> [Available data]
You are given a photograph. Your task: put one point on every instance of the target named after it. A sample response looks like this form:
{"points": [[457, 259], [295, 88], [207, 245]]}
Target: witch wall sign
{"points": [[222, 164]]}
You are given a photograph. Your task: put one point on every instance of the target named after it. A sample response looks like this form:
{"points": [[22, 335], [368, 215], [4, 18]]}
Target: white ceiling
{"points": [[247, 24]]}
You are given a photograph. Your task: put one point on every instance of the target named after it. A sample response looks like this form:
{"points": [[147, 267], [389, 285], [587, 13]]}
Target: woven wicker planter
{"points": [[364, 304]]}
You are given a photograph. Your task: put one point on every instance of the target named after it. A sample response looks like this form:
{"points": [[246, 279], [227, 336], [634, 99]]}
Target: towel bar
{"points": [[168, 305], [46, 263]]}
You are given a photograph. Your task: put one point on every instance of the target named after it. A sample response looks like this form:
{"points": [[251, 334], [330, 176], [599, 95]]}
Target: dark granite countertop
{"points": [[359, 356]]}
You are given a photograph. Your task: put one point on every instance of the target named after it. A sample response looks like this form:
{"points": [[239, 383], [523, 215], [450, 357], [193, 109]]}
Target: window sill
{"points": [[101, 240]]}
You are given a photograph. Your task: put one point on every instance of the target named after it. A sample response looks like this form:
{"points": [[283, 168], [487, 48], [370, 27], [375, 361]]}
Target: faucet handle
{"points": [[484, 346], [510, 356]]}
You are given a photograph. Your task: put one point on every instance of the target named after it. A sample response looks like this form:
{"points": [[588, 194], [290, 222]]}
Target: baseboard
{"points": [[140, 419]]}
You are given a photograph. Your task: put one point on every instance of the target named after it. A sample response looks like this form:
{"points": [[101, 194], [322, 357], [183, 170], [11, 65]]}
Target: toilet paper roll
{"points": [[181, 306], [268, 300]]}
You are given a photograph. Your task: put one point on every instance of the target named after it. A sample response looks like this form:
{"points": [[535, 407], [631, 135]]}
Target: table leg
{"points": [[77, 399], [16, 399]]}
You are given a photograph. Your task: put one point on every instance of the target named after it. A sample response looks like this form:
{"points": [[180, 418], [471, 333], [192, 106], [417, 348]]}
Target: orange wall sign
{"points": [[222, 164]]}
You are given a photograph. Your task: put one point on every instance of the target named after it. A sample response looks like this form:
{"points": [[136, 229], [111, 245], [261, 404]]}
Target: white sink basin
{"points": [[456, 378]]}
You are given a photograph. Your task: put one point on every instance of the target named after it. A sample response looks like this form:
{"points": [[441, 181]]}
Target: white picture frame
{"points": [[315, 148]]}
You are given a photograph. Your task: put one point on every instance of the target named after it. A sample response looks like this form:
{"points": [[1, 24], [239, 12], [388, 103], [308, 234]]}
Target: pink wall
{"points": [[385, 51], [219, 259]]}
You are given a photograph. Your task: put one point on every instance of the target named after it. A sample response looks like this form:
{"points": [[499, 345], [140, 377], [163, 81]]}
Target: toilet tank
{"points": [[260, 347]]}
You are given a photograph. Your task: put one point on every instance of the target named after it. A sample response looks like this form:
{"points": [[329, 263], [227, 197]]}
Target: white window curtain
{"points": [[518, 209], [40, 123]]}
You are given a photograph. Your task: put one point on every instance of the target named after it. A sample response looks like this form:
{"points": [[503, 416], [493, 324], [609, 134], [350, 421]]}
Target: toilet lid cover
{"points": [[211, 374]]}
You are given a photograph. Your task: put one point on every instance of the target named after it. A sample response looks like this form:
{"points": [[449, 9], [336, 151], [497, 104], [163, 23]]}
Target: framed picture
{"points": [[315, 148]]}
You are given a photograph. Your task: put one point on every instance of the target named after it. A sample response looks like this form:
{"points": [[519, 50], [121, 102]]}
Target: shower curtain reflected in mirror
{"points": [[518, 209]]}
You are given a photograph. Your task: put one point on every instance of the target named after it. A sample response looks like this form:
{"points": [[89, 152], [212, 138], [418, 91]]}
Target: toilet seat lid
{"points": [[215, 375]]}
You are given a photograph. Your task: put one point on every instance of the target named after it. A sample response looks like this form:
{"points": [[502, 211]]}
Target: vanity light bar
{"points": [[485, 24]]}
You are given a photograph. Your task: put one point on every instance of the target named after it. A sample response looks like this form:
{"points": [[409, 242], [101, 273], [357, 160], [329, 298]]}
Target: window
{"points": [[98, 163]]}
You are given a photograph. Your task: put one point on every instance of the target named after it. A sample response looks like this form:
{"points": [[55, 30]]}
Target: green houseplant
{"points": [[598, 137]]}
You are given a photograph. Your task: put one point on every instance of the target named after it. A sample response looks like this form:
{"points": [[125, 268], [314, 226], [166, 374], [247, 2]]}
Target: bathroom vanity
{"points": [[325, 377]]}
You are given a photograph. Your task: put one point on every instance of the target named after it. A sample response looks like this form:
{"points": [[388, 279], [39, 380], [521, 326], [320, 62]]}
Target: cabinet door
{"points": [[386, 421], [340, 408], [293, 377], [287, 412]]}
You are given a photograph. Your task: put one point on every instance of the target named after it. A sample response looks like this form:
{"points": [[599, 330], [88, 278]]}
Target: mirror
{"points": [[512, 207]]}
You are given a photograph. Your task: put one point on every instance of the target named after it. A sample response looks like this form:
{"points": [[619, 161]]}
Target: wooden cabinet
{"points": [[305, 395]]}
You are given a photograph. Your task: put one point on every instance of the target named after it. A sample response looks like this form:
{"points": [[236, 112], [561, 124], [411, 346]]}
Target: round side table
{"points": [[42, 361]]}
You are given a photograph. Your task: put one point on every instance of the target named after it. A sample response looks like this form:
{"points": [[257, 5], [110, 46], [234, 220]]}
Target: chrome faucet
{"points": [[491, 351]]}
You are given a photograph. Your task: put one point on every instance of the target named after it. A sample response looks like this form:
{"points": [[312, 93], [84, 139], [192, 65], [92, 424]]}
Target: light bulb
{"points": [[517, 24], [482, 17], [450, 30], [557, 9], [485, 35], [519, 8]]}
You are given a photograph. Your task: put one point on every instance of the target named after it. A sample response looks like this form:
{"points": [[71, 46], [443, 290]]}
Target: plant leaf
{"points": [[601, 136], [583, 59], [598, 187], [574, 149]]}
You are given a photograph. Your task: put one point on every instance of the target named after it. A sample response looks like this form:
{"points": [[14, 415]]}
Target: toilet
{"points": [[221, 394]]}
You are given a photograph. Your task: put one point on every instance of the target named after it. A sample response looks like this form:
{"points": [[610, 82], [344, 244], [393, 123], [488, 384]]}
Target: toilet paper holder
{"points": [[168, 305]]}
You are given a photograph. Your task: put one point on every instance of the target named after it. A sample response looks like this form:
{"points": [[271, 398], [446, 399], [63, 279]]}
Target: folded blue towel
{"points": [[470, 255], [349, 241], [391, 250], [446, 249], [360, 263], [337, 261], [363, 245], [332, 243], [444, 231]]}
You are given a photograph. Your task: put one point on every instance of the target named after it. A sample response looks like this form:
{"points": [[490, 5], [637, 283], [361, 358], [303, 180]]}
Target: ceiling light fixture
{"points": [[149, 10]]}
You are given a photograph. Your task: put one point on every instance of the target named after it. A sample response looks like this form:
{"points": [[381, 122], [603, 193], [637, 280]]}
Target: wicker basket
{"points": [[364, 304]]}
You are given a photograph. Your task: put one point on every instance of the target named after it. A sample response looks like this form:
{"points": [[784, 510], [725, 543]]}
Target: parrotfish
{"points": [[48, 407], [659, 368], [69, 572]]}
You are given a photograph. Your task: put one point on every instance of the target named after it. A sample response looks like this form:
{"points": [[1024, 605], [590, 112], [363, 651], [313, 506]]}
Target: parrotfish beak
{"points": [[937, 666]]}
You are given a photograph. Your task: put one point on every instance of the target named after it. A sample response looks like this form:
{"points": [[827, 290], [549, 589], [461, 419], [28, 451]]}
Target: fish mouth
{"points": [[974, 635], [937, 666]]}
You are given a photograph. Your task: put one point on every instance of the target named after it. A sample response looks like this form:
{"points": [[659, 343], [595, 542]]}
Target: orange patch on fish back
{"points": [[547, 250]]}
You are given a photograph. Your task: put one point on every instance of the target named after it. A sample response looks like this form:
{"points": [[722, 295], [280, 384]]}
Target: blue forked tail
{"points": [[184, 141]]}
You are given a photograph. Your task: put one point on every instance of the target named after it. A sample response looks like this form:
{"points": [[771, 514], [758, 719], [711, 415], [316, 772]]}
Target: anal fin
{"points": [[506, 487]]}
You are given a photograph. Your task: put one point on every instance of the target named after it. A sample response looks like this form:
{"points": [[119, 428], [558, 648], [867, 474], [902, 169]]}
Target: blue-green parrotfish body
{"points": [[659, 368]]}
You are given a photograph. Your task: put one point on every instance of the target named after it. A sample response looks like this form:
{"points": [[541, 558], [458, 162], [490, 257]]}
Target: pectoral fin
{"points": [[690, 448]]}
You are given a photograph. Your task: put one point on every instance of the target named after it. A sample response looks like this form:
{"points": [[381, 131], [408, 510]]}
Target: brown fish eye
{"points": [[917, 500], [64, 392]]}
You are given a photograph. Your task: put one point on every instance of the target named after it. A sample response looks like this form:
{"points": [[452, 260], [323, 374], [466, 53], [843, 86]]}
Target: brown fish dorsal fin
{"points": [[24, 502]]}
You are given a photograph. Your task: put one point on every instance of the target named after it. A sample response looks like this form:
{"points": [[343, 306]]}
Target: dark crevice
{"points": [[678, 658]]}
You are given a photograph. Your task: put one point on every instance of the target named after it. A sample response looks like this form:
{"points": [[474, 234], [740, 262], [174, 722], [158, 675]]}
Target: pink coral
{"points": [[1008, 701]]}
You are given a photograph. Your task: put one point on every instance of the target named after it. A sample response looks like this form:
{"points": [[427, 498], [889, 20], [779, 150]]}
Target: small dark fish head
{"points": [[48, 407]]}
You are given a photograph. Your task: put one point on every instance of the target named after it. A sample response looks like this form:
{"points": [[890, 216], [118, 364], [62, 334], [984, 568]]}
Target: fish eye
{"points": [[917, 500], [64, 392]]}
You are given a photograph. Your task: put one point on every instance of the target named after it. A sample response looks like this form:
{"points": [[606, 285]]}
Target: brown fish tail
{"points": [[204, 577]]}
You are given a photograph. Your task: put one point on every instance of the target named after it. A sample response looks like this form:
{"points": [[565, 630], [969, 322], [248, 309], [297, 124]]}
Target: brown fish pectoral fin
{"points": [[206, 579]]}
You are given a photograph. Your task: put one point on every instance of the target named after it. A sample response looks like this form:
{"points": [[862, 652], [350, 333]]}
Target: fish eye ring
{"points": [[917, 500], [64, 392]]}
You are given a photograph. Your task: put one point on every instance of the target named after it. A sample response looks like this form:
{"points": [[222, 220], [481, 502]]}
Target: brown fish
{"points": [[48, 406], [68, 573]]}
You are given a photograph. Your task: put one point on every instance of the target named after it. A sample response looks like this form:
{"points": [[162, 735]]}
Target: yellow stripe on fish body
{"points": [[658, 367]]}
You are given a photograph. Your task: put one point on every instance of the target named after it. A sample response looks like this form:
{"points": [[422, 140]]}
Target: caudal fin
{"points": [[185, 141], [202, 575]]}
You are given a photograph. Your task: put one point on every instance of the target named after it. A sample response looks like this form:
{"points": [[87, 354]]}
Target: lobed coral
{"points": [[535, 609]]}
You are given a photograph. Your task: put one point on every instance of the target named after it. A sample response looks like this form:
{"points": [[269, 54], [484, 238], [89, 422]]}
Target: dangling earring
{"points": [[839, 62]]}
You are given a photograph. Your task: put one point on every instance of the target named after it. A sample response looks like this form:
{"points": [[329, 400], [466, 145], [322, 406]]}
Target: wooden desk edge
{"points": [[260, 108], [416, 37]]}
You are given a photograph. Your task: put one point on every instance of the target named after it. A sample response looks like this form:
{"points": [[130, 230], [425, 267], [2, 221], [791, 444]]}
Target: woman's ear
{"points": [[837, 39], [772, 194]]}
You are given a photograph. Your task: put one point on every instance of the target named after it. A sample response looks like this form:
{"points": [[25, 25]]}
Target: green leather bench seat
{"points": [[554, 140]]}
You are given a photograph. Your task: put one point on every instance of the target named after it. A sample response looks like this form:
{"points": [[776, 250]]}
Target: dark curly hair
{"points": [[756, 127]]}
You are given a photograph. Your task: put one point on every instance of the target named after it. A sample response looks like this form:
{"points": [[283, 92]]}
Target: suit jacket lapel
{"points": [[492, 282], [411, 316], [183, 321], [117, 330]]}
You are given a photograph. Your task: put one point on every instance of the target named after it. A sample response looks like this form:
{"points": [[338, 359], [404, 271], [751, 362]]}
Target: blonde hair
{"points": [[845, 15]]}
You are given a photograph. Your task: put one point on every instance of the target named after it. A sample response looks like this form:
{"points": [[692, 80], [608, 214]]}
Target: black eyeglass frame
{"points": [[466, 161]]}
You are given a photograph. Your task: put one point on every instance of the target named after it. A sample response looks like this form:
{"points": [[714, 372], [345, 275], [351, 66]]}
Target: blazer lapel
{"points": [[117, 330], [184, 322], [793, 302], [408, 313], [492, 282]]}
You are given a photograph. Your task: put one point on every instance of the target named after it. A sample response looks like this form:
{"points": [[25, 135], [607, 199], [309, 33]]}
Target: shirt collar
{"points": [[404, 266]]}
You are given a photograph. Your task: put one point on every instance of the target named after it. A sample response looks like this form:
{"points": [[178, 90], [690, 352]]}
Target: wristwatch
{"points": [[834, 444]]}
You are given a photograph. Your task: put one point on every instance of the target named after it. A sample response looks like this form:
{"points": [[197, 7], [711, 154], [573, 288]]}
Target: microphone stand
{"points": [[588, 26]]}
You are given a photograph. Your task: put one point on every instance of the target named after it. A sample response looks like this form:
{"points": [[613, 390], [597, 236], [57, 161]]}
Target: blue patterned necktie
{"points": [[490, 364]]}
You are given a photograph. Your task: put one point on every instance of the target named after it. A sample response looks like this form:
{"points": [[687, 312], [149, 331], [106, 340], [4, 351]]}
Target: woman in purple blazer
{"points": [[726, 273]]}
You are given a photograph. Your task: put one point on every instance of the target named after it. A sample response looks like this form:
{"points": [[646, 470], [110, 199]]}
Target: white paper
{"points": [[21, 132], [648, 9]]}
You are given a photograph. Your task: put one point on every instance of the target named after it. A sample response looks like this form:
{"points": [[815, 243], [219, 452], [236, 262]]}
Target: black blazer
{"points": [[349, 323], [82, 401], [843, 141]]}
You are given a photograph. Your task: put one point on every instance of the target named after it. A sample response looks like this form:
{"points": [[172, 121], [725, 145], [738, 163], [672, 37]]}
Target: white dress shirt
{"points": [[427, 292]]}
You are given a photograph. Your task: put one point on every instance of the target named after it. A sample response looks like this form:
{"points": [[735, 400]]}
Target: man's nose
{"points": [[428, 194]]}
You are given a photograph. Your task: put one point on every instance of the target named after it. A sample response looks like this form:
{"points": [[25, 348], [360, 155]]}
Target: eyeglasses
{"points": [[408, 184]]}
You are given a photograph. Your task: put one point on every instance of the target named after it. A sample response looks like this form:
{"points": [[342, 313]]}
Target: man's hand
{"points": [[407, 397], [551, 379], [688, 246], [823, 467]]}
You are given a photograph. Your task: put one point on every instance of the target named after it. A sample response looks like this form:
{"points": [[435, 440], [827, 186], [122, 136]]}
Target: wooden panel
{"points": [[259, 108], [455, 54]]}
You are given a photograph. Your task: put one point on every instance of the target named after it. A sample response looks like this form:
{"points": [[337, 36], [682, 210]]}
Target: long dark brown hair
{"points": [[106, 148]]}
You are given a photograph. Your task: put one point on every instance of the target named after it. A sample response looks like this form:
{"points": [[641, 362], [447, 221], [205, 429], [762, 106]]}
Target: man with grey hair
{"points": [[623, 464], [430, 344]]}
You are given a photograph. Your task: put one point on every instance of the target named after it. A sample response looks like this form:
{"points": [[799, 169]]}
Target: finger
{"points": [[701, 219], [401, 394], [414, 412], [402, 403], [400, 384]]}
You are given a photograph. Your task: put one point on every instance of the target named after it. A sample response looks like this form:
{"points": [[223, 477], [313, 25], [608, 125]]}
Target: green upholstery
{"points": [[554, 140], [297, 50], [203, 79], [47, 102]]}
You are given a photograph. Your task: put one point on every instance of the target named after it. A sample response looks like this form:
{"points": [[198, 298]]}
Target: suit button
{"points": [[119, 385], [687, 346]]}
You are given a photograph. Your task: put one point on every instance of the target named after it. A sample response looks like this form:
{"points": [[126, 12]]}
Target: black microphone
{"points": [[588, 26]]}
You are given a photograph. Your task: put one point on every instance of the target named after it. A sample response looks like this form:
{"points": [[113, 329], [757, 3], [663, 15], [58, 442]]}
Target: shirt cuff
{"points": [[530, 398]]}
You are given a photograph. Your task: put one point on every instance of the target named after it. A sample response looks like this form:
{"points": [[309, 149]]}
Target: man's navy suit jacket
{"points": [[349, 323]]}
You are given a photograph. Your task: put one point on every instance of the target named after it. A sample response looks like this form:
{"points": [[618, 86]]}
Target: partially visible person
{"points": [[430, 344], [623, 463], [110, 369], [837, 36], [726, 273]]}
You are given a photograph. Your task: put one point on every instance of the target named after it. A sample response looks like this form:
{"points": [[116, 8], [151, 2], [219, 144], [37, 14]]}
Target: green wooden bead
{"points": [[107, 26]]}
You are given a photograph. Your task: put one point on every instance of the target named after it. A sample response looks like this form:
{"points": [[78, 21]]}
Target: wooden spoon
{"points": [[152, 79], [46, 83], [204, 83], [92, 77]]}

> [Job]
Pick out each line of the material that contains the word "blue", counting a match only when the letter case is the same.

> [Result below]
Target: folded blue towel
Target: blue forked tail
Target: blue-green parrotfish body
Target: blue patterned necktie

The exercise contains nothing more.